Start of Task inputs
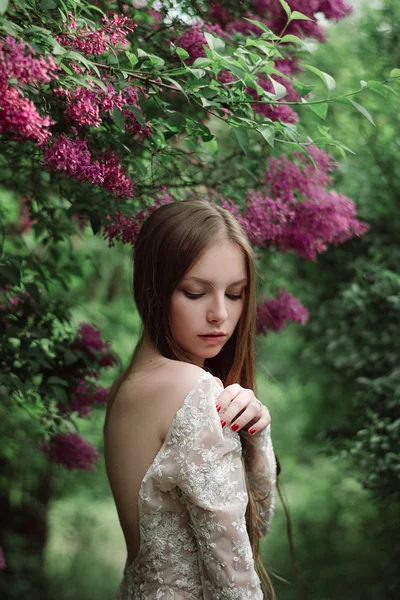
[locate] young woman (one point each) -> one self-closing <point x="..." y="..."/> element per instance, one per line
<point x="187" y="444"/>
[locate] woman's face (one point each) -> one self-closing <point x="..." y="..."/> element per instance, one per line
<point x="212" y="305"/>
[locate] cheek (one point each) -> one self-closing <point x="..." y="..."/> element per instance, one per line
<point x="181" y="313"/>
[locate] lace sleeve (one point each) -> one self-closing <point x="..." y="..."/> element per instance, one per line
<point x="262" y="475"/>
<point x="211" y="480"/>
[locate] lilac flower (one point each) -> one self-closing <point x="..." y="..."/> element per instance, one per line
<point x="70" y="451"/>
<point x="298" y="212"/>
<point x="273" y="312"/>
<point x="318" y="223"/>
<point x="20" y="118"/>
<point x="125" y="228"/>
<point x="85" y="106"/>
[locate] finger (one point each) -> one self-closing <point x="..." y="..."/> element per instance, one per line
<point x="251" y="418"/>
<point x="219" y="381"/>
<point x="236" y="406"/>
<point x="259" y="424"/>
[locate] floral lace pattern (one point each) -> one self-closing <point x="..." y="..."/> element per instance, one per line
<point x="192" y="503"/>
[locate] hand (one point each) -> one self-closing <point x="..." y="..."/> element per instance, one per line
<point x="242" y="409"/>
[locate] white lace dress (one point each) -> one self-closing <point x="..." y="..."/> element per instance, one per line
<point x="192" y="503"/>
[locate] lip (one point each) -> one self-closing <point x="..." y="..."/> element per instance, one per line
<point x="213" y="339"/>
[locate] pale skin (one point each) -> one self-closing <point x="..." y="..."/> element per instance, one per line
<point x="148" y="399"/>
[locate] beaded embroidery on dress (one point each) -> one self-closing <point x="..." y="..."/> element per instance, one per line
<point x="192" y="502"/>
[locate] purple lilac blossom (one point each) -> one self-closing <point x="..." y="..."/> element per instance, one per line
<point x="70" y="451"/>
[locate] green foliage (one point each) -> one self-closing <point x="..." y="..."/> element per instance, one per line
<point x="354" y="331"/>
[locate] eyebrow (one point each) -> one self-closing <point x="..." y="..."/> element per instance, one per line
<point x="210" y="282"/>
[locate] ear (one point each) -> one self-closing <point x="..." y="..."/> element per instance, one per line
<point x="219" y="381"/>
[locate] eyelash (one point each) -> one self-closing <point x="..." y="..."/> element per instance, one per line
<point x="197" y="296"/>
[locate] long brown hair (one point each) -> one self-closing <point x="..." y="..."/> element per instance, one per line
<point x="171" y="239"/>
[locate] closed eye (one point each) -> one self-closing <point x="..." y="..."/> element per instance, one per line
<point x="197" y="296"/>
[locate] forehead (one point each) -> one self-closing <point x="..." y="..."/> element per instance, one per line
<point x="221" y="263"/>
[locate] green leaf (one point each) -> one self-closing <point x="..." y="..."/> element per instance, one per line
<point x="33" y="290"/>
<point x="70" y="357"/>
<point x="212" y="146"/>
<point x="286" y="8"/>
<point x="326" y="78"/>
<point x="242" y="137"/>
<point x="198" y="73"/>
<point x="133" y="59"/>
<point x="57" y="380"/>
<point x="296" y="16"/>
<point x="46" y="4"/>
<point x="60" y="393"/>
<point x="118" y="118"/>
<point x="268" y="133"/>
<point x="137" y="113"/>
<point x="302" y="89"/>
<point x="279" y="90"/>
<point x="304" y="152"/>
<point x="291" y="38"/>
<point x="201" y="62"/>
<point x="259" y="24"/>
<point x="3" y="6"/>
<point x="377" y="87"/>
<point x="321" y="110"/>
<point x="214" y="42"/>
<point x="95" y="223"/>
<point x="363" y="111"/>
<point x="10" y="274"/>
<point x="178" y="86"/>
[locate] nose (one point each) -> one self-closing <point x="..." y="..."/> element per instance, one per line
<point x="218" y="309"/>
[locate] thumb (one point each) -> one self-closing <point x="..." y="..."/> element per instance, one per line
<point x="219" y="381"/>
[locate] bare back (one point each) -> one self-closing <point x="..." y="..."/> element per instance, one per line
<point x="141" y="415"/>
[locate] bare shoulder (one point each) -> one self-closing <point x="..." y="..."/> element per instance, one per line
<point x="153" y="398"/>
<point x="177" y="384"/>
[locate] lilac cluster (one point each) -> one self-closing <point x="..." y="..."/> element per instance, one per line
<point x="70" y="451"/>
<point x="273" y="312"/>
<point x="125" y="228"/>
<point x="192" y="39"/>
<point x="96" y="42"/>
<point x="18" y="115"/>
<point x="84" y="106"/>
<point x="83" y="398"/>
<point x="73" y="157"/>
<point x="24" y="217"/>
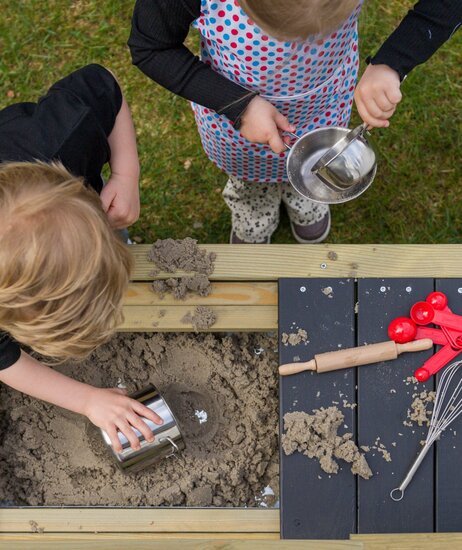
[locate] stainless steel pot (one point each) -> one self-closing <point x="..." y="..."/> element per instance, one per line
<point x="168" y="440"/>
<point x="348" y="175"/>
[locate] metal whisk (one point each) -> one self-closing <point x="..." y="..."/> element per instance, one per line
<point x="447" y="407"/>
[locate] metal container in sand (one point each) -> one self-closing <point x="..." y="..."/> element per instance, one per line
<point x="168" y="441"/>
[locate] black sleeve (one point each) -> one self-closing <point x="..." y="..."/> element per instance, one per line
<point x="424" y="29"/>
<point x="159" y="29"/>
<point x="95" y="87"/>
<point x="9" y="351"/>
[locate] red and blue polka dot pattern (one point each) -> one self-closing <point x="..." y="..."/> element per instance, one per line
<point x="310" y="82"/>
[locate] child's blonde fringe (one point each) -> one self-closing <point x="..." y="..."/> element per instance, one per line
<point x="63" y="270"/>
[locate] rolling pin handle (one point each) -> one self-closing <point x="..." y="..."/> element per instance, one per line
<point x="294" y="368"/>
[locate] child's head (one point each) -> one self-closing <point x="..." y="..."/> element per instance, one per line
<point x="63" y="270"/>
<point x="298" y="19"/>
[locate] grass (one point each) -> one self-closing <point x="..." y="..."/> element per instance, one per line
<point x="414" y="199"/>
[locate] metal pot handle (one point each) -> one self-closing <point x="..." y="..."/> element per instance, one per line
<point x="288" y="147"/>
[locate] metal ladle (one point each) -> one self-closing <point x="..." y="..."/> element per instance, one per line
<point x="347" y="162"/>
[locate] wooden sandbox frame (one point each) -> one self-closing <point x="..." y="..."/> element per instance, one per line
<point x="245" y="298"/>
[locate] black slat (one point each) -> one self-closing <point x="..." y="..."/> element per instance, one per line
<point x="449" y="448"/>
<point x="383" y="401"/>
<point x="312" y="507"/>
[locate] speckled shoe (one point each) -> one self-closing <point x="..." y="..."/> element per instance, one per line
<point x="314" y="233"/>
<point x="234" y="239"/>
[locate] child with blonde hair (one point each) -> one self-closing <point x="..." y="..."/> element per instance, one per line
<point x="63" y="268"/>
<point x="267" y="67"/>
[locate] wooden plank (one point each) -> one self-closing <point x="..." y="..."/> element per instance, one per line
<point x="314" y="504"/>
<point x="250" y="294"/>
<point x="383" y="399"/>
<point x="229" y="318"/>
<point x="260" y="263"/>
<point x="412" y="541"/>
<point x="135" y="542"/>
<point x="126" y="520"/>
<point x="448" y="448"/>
End of Task inputs
* [Work item] Omit the pictures. Transcribe every record exactly.

* [Result of the task]
[locate] young woman (one point each) -> one self-closing <point x="..." y="..."/> element per instance, one per line
<point x="187" y="444"/>
[locate] woman's face (one point each) -> one self-closing <point x="..." y="..."/> element per instance, one per line
<point x="212" y="305"/>
[locate] cheek (one point each) -> one self-closing <point x="..." y="..."/> element per instance, one per line
<point x="181" y="313"/>
[locate] lace sleeve (one point each) -> one self-closing <point x="..." y="..."/> element per instance, one per line
<point x="262" y="475"/>
<point x="211" y="480"/>
[locate] lilac flower (one point each) -> one self-closing <point x="..." y="..."/> element per instance, one per line
<point x="70" y="451"/>
<point x="298" y="212"/>
<point x="273" y="312"/>
<point x="318" y="223"/>
<point x="20" y="118"/>
<point x="125" y="228"/>
<point x="85" y="106"/>
[locate] finger (one point each) -> one self-closing <point x="..." y="..."/> element per instance, one per line
<point x="251" y="418"/>
<point x="219" y="381"/>
<point x="236" y="406"/>
<point x="259" y="424"/>
[locate] floral lace pattern (one point each) -> one self-closing <point x="..." y="..."/> element per instance, one per line
<point x="192" y="503"/>
[locate] hand (one point each) -> one self-closing <point x="..." y="..."/> element per instance, one per line
<point x="242" y="409"/>
[locate] white lace dress (one point each) -> one self-closing <point x="..." y="..."/> element per instance, one per line
<point x="192" y="503"/>
[locate] lip (one point each) -> one self-closing <point x="..." y="..."/> element per instance, one per line
<point x="213" y="339"/>
[locate] pale skin (one point each) -> one self-closing <point x="..." y="..."/> element per instance, one per line
<point x="148" y="399"/>
[locate] beaded embroidery on dress (one point each) -> one self-closing <point x="..." y="..."/> element per instance, one per line
<point x="192" y="502"/>
[locate] purple lilac blossom (one point each) -> one self-closing <point x="..." y="..."/> element per instance, one per line
<point x="70" y="451"/>
[locate] green foliage (one point each) -> one self-closing <point x="..." y="..."/> element per instance, one per line
<point x="354" y="331"/>
[locate] eyebrow (one point each) -> one self-closing <point x="..." y="..."/> element per instance, one per line
<point x="210" y="282"/>
[locate] ear (one point each) -> one self-closing <point x="..." y="..."/> element per instance, one per line
<point x="219" y="381"/>
[locate] eyelash (one point each) -> one self-closing <point x="..." y="..."/> element per instance, one per line
<point x="197" y="296"/>
[locate] long brown hair (one point each) -> one self-closing <point x="..." y="..."/> element per instance, one per line
<point x="171" y="239"/>
[locate] closed eye (one point each) -> one self-closing <point x="..." y="..."/> element per instance, one per line
<point x="197" y="296"/>
[locate] forehead (one point each) -> one self-closing <point x="..." y="..."/> element per instance, one per line
<point x="221" y="263"/>
[locate] green leaf (one point each) -> one self-closing <point x="..." y="..."/> element per instance, one per line
<point x="33" y="290"/>
<point x="70" y="357"/>
<point x="212" y="146"/>
<point x="286" y="8"/>
<point x="326" y="78"/>
<point x="242" y="137"/>
<point x="198" y="73"/>
<point x="133" y="59"/>
<point x="57" y="380"/>
<point x="296" y="16"/>
<point x="46" y="4"/>
<point x="60" y="393"/>
<point x="118" y="118"/>
<point x="268" y="133"/>
<point x="137" y="113"/>
<point x="302" y="89"/>
<point x="279" y="90"/>
<point x="304" y="152"/>
<point x="291" y="38"/>
<point x="201" y="62"/>
<point x="259" y="24"/>
<point x="3" y="6"/>
<point x="377" y="87"/>
<point x="321" y="110"/>
<point x="214" y="42"/>
<point x="95" y="223"/>
<point x="363" y="111"/>
<point x="10" y="274"/>
<point x="178" y="86"/>
[locate] nose (one point each) -> one self-closing <point x="..." y="..."/> element per instance, one per line
<point x="218" y="309"/>
[locate] thumb (one point each) -> one self-closing <point x="..." y="..."/> element per instance, one per line
<point x="219" y="381"/>
[locate] bare back (one point each) -> one self-closing <point x="..." y="..."/> element per instance, one per line
<point x="141" y="415"/>
[locate] bare shoulder (one point each) -> one self-closing <point x="..." y="..."/> element per instance, one per line
<point x="153" y="398"/>
<point x="177" y="384"/>
[locate] lilac cluster (one point each) -> one self-closing <point x="..." y="..."/> element per instance, one per line
<point x="70" y="451"/>
<point x="273" y="312"/>
<point x="125" y="228"/>
<point x="192" y="39"/>
<point x="96" y="42"/>
<point x="18" y="115"/>
<point x="84" y="106"/>
<point x="83" y="398"/>
<point x="73" y="157"/>
<point x="24" y="217"/>
[locate] stainless steel pot (one point each) -> one self-closing <point x="..." y="..."/> element per instance, one per line
<point x="168" y="440"/>
<point x="348" y="175"/>
[locate] metal whisk (one point each) -> one self-closing <point x="..." y="..."/> element per instance, one per line
<point x="447" y="407"/>
[locate] metal container in sand (one point each) -> one self-closing <point x="..." y="..."/> element per instance, one per line
<point x="168" y="441"/>
[locate] black sleeve (one point each) -> one self-closing <point x="..." y="..."/> element per instance, one per line
<point x="424" y="29"/>
<point x="159" y="29"/>
<point x="95" y="87"/>
<point x="9" y="351"/>
[locate] red and blue polka dot pattern (one point each) -> one self-closing <point x="..." y="..."/> element per instance, one per line
<point x="310" y="82"/>
[locate] child's blonde fringe (one point each) -> one self-closing <point x="..." y="..."/> element per instance, one per line
<point x="63" y="270"/>
[locate] rolling pin handle (one point each) -> one self-closing <point x="..." y="..."/> element per instance, one per line
<point x="294" y="368"/>
[locate] child's head (one point each) -> one self-closing <point x="..." y="..."/> element per instance, one per line
<point x="63" y="270"/>
<point x="298" y="19"/>
[locate] grass (one point each) -> one self-closing <point x="..." y="..."/> element per instance, one per line
<point x="414" y="199"/>
[locate] metal pot handle (one point each) -> one self-closing <point x="..." y="..."/> element per instance, one per line
<point x="288" y="147"/>
[locate] metal ladle (one point each) -> one self-closing <point x="..." y="..."/> element per instance, one per line
<point x="347" y="162"/>
[locate] wooden sandbox frame (one point each) -> one self-closing <point x="..." y="..."/> element per instance, one per line
<point x="245" y="298"/>
[locate] black slat (one point each) -> one self-closing <point x="..." y="..."/> element per instance, one per line
<point x="449" y="448"/>
<point x="383" y="401"/>
<point x="312" y="507"/>
[locate] speckled shoe (one point each) -> one self-closing <point x="..." y="..."/> element per instance, one per line
<point x="314" y="233"/>
<point x="234" y="239"/>
[locate] child with blonde hair (one point each) -> one self-closing <point x="..." y="..."/> element per instance, one per line
<point x="63" y="268"/>
<point x="267" y="67"/>
[locate] wooden plank (one point each) -> one self-closing <point x="..." y="..."/> element per instance, one per line
<point x="314" y="504"/>
<point x="250" y="294"/>
<point x="383" y="399"/>
<point x="229" y="318"/>
<point x="260" y="263"/>
<point x="412" y="541"/>
<point x="135" y="542"/>
<point x="126" y="520"/>
<point x="448" y="448"/>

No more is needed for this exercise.